> PROVIDED DATA:
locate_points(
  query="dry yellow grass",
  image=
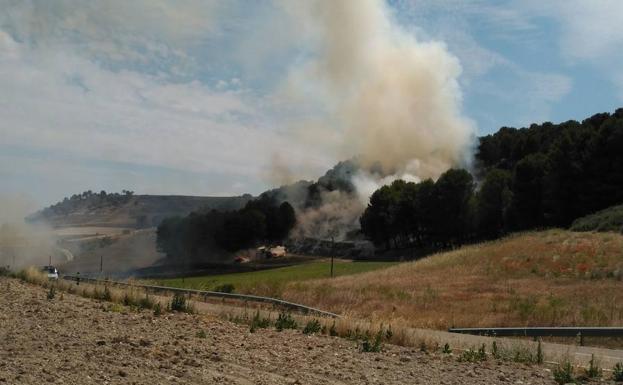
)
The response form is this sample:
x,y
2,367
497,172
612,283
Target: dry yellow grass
x,y
545,278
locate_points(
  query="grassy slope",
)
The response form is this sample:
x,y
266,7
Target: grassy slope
x,y
610,219
271,282
544,278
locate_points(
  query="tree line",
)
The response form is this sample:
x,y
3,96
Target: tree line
x,y
544,175
202,235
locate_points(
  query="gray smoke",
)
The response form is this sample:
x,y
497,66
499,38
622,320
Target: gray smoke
x,y
387,98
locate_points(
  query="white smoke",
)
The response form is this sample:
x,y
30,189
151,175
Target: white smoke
x,y
23,244
388,98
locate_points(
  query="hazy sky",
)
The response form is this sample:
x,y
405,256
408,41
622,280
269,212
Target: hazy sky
x,y
190,96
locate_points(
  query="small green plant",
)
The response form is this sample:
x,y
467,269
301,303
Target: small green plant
x,y
563,374
115,308
495,352
617,372
375,346
179,304
482,354
258,322
225,288
285,321
51,292
202,334
539,353
389,333
471,355
312,327
128,300
333,330
146,303
157,309
593,371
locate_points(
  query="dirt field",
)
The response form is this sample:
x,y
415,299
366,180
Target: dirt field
x,y
547,278
74,340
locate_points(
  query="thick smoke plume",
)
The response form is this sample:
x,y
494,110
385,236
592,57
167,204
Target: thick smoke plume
x,y
390,100
23,244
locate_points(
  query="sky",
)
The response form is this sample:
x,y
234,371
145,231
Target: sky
x,y
194,97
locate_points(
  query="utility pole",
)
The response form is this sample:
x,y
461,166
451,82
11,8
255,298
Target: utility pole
x,y
332,253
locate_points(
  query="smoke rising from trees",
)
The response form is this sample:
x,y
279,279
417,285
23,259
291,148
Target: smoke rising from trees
x,y
388,99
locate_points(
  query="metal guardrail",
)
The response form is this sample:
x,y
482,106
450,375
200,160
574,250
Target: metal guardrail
x,y
544,332
205,293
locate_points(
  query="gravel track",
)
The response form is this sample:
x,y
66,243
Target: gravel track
x,y
74,340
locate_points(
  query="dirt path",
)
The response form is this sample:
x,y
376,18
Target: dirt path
x,y
77,341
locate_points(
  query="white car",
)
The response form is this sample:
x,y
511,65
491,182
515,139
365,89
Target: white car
x,y
51,271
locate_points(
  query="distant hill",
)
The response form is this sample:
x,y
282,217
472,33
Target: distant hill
x,y
128,210
610,219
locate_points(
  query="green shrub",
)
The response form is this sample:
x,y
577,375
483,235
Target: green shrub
x,y
471,355
593,371
375,346
146,303
225,288
617,372
446,349
179,304
51,292
285,321
128,300
333,330
539,353
494,350
563,374
157,309
258,322
312,327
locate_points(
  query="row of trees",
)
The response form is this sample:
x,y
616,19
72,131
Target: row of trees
x,y
203,234
421,214
541,176
87,199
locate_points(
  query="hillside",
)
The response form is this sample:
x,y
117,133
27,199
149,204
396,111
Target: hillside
x,y
73,340
545,278
610,219
128,210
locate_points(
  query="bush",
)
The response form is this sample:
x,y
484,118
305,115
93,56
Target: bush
x,y
52,292
563,374
333,330
157,310
446,349
128,300
375,346
593,371
285,321
225,288
179,304
146,303
471,355
258,322
312,327
617,372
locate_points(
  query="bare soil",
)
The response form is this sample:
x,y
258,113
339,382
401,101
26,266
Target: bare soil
x,y
73,340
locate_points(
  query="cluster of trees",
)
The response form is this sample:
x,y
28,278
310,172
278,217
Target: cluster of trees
x,y
541,176
201,234
421,214
87,199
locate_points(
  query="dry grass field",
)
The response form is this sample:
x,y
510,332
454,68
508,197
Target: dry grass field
x,y
545,278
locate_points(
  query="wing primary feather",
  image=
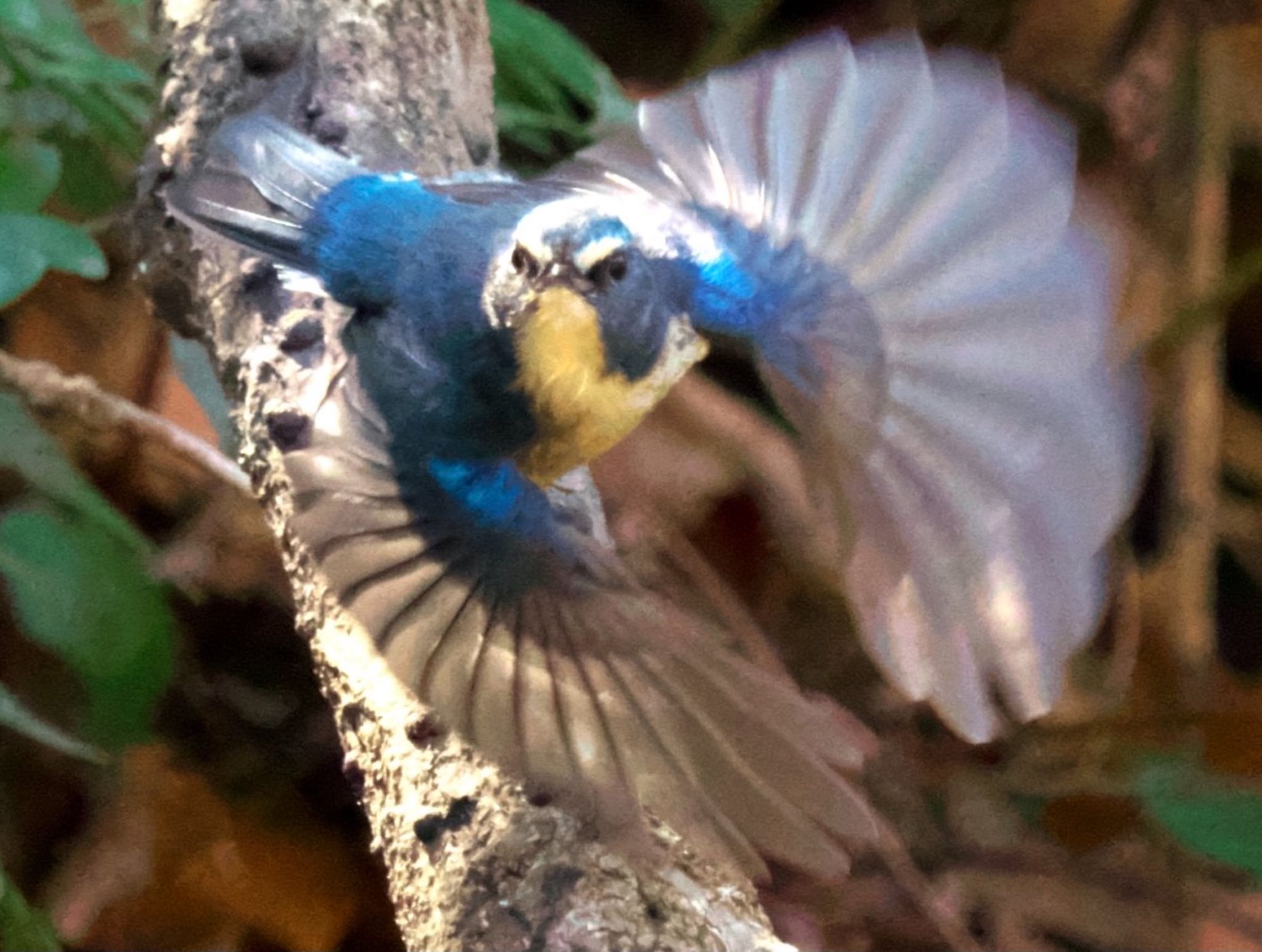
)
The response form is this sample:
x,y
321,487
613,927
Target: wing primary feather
x,y
685,787
475,686
394,628
332,543
566,623
425,681
350,593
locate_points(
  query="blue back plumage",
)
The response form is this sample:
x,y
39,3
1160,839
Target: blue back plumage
x,y
414,263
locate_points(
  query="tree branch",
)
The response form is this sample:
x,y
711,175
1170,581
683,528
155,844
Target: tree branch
x,y
403,84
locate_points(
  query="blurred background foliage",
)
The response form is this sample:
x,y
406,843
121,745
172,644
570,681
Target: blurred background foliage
x,y
168,775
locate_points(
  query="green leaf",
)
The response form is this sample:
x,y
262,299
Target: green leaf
x,y
552,95
22,929
32,452
20,14
90,600
91,182
76,574
18,717
36,243
1205,813
28,174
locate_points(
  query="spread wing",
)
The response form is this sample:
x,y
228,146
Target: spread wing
x,y
971,418
528,638
507,610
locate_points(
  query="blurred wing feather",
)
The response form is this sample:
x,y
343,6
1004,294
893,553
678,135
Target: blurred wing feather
x,y
595,690
971,417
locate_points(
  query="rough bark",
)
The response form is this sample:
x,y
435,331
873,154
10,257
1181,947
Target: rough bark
x,y
403,84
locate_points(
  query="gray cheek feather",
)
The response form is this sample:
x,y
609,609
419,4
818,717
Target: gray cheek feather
x,y
635,315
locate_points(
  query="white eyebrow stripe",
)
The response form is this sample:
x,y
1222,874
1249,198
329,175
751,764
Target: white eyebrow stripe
x,y
596,251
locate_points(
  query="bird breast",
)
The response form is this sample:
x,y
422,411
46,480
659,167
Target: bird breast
x,y
581,408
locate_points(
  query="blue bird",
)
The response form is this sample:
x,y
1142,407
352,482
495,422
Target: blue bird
x,y
891,232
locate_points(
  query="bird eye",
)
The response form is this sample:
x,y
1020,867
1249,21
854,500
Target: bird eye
x,y
609,269
524,263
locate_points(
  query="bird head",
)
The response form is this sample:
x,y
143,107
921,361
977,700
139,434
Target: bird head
x,y
598,310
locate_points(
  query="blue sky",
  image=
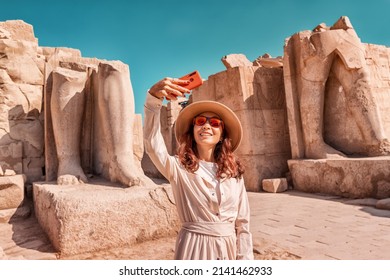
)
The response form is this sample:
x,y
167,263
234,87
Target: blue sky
x,y
171,38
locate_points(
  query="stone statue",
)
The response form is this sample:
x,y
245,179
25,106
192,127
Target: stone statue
x,y
111,121
310,58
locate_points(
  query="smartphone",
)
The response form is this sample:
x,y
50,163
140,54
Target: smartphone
x,y
194,78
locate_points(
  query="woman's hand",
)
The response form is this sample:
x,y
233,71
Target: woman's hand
x,y
170,88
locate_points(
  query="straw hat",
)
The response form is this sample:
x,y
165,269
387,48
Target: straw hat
x,y
231,122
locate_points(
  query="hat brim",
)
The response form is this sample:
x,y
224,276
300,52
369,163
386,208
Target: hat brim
x,y
231,122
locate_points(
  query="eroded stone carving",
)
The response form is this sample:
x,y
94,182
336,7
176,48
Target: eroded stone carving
x,y
312,59
103,89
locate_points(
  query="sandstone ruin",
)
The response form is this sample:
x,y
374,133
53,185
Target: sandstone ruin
x,y
315,120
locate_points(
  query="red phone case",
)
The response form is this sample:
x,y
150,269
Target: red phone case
x,y
195,80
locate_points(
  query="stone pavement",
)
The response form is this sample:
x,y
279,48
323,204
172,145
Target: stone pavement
x,y
320,227
289,225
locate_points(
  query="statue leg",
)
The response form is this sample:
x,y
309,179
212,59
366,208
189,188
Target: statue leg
x,y
114,110
361,103
67,107
311,102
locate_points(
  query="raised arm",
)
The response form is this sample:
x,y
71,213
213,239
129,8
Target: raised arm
x,y
154,143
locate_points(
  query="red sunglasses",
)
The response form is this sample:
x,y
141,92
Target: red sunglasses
x,y
213,121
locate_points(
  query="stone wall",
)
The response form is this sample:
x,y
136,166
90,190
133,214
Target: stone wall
x,y
22,67
340,127
26,141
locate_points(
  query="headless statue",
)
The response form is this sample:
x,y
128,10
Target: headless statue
x,y
112,132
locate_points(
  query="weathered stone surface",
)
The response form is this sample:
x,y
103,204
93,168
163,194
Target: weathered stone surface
x,y
92,217
17,30
11,191
235,60
330,80
256,95
275,185
383,204
347,177
268,61
363,201
21,212
21,91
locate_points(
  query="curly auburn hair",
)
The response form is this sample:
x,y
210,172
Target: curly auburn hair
x,y
229,165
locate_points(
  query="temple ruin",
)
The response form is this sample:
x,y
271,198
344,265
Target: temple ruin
x,y
315,120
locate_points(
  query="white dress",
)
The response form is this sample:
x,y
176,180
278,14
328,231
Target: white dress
x,y
214,213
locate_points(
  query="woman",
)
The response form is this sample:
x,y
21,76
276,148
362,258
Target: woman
x,y
205,175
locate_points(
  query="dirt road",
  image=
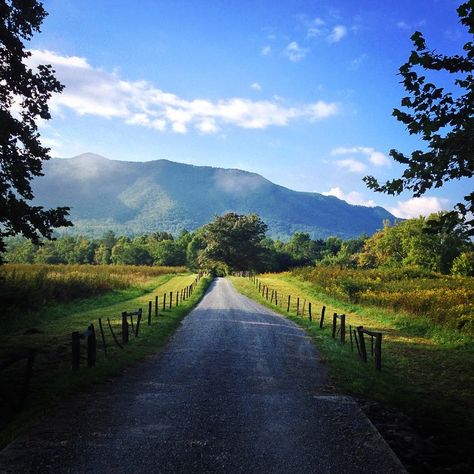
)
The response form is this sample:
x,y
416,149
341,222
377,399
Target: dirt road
x,y
237,389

> GIVEN EXERCISE:
Count the lines above that contain the string "hand", treating uppercase and lowercase as different, and give only the number.

> SOLUTION TO THIS TASK:
2